[Problem to solve]
Copy each of the rows below verbatim, character for character, without changing anything.

[Data provided]
● ● ● ● ●
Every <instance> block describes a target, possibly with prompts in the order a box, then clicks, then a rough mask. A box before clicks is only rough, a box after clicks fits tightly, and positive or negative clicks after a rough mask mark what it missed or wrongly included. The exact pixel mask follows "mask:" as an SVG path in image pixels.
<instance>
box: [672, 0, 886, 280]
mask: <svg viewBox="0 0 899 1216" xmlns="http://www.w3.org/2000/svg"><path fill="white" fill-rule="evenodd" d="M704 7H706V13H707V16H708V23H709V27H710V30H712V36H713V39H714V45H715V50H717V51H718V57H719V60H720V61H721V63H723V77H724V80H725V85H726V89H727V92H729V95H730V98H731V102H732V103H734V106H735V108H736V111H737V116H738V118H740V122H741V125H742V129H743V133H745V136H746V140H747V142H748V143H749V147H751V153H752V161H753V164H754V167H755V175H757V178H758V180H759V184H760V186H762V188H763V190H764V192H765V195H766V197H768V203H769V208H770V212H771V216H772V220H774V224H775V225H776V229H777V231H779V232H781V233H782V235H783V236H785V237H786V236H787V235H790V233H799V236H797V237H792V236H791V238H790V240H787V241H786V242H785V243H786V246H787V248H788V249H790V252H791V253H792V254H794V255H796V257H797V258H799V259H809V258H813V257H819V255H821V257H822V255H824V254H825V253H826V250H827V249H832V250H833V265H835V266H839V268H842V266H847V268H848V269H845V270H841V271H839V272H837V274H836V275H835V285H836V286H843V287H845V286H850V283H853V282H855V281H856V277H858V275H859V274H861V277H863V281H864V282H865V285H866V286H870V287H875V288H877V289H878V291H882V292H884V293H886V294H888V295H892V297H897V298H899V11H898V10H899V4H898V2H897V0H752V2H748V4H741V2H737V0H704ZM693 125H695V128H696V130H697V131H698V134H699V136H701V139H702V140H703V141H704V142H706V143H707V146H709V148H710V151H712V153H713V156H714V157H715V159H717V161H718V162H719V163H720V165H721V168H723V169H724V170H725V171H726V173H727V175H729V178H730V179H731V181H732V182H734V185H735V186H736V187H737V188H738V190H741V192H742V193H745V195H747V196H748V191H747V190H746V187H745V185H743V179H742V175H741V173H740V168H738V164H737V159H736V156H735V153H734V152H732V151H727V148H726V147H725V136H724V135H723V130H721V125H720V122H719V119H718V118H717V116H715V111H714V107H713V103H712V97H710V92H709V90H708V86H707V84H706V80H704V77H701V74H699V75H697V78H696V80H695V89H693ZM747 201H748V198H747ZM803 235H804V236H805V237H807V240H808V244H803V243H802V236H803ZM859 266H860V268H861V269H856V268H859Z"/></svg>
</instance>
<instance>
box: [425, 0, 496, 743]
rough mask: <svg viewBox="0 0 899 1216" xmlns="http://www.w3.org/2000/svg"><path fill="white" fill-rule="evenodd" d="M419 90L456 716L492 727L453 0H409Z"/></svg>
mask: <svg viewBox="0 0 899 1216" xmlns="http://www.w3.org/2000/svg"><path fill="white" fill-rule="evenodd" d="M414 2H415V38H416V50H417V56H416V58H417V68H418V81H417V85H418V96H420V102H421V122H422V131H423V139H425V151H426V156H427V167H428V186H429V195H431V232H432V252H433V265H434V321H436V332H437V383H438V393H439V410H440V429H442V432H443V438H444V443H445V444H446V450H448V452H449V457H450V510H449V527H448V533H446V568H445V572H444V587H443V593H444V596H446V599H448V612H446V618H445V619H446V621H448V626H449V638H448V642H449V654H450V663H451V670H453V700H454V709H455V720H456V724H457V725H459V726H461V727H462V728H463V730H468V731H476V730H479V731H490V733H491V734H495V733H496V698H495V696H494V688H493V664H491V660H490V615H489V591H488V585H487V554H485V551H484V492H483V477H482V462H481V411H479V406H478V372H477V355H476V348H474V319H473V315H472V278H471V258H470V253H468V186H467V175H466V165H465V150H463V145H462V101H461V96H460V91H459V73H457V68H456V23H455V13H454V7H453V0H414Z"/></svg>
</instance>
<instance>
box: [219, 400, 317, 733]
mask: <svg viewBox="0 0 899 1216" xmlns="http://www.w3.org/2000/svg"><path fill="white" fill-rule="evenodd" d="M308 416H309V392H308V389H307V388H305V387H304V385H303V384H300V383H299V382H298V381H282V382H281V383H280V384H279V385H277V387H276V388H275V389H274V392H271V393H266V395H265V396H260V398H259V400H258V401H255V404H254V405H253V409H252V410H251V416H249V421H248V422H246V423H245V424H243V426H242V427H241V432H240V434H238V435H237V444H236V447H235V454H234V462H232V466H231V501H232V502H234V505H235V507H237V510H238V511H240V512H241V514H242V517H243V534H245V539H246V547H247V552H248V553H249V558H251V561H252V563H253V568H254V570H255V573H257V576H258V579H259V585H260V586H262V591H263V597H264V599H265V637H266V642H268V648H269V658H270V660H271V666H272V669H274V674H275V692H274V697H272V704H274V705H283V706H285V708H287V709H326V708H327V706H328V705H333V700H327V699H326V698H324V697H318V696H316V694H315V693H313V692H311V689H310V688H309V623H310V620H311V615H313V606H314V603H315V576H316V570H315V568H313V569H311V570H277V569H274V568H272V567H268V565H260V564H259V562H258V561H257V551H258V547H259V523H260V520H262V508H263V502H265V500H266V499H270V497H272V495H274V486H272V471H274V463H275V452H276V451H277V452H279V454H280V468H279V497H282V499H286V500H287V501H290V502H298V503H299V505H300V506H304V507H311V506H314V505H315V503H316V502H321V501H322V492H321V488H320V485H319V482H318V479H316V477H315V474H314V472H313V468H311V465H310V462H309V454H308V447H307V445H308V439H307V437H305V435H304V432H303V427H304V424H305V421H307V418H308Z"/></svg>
● ● ● ● ●
[Answer to the exercise]
Every <instance> block describes a target, possibly with prompts in the order a box, then clicks, then a rough mask. A box before clicks is only rough, a box after clicks fits tightly, and positive or negative clicks after a rough mask mark what it missed or wrongly included. The exact pixel mask follows "mask:" as an SVG path in image pixels.
<instance>
box: [672, 0, 886, 280]
mask: <svg viewBox="0 0 899 1216" xmlns="http://www.w3.org/2000/svg"><path fill="white" fill-rule="evenodd" d="M704 7H706V13H707V16H708V23H709V27H710V30H712V36H713V39H714V45H715V50H717V51H718V57H719V60H720V61H721V63H723V77H724V80H725V85H726V89H727V92H729V95H730V98H731V102H732V103H734V106H735V108H736V111H737V116H738V118H740V122H741V125H742V129H743V133H745V136H746V140H747V142H748V143H749V147H751V153H752V161H753V164H754V167H755V175H757V178H758V180H759V184H760V186H762V188H763V190H764V192H765V195H766V197H768V203H769V208H770V212H771V216H772V220H774V224H775V225H776V229H777V231H779V232H781V233H782V235H783V236H785V237H786V236H787V235H790V233H799V236H797V237H792V236H791V238H790V240H787V241H786V242H785V243H786V246H787V248H788V249H790V252H791V253H792V254H794V255H796V257H797V258H799V259H809V258H813V257H819V255H821V257H822V255H824V254H825V253H826V250H827V249H832V250H833V265H835V266H839V268H842V266H847V268H848V269H845V270H841V271H839V272H837V274H836V275H835V285H836V286H843V287H845V286H850V283H853V282H855V281H856V277H858V275H859V274H861V277H863V281H864V282H865V285H866V286H870V287H875V288H877V289H878V291H882V292H884V293H886V294H888V295H892V297H897V298H899V11H898V10H899V4H898V2H897V0H752V2H748V4H741V2H737V0H704ZM693 125H695V128H696V130H697V131H698V134H699V136H701V139H702V140H703V141H704V142H706V143H707V146H709V148H710V151H712V153H713V156H714V157H715V159H717V161H718V162H719V163H720V165H721V168H723V169H724V170H725V171H726V173H727V175H729V178H730V179H731V181H732V182H734V185H735V186H736V187H737V188H738V190H741V192H742V193H745V195H747V196H748V191H747V190H746V187H745V185H743V179H742V175H741V173H740V168H738V164H737V159H736V156H735V153H734V152H732V151H727V148H726V147H725V136H724V135H723V130H721V125H720V122H719V119H718V118H717V116H715V111H714V107H713V103H712V97H710V92H709V90H708V86H707V84H706V80H704V77H701V74H699V75H697V78H696V80H695V89H693ZM747 201H748V198H747ZM803 235H804V236H805V237H807V240H808V244H803V243H802V236H803ZM859 266H860V268H861V269H856V268H859Z"/></svg>
</instance>
<instance>
box: [425, 0, 496, 743]
rough mask: <svg viewBox="0 0 899 1216" xmlns="http://www.w3.org/2000/svg"><path fill="white" fill-rule="evenodd" d="M419 90L456 716L492 727L453 0H409Z"/></svg>
mask: <svg viewBox="0 0 899 1216" xmlns="http://www.w3.org/2000/svg"><path fill="white" fill-rule="evenodd" d="M414 2H415V38H416V50H417V56H416V58H417V68H418V81H417V85H418V96H420V102H421V122H422V131H423V139H425V151H426V156H427V167H428V186H429V195H431V232H432V252H433V265H434V321H436V332H437V383H438V393H439V410H440V429H442V432H443V438H444V443H445V444H446V450H448V452H449V457H450V510H449V527H448V533H446V568H445V572H444V587H443V593H444V596H446V599H448V612H446V618H445V619H446V621H448V626H449V638H448V642H449V654H450V663H451V670H453V700H454V709H455V720H456V724H457V725H459V726H461V727H462V728H463V730H468V731H476V730H479V731H490V733H491V734H495V733H496V698H495V696H494V688H493V664H491V660H490V615H489V591H488V585H487V554H485V551H484V492H483V477H482V462H481V411H479V406H478V372H477V355H476V348H474V319H473V315H472V278H471V258H470V253H468V186H467V175H466V165H465V150H463V145H462V101H461V96H460V91H459V73H457V68H456V23H455V13H454V7H453V0H414Z"/></svg>
</instance>
<instance>
box: [219, 400, 317, 733]
mask: <svg viewBox="0 0 899 1216" xmlns="http://www.w3.org/2000/svg"><path fill="white" fill-rule="evenodd" d="M308 416H309V392H308V389H307V388H305V387H304V385H303V384H300V383H299V382H298V381H282V382H281V383H280V384H279V385H277V387H276V388H275V389H274V392H271V393H266V395H265V396H260V398H259V400H258V401H255V404H254V405H253V409H252V410H251V416H249V421H248V422H246V423H245V424H243V426H242V427H241V432H240V434H238V435H237V444H236V447H235V454H234V462H232V466H231V501H232V502H234V505H235V507H237V510H238V511H240V512H241V514H242V517H243V534H245V539H246V547H247V552H248V553H249V558H251V561H252V563H253V568H254V570H255V573H257V576H258V579H259V585H260V586H262V591H263V597H264V599H265V637H266V642H268V648H269V658H270V660H271V666H272V669H274V674H275V692H274V697H272V704H274V705H283V706H285V708H287V709H326V708H327V706H328V705H333V700H327V699H326V698H324V697H318V696H316V694H315V693H313V692H311V689H310V688H309V623H310V620H311V615H313V606H314V603H315V576H316V570H315V568H313V569H311V570H277V569H274V568H272V567H268V565H260V564H259V562H258V561H257V551H258V547H259V523H260V520H262V508H263V502H265V500H266V499H270V497H272V495H274V486H272V471H274V463H275V452H276V451H277V452H279V454H280V468H279V497H282V499H286V500H287V501H290V502H298V503H299V505H300V506H304V507H311V506H314V505H315V503H316V502H321V501H322V492H321V488H320V485H319V482H318V479H316V477H315V474H314V472H313V468H311V465H310V462H309V454H308V447H307V445H308V439H307V437H305V435H304V432H303V427H304V424H305V421H307V418H308Z"/></svg>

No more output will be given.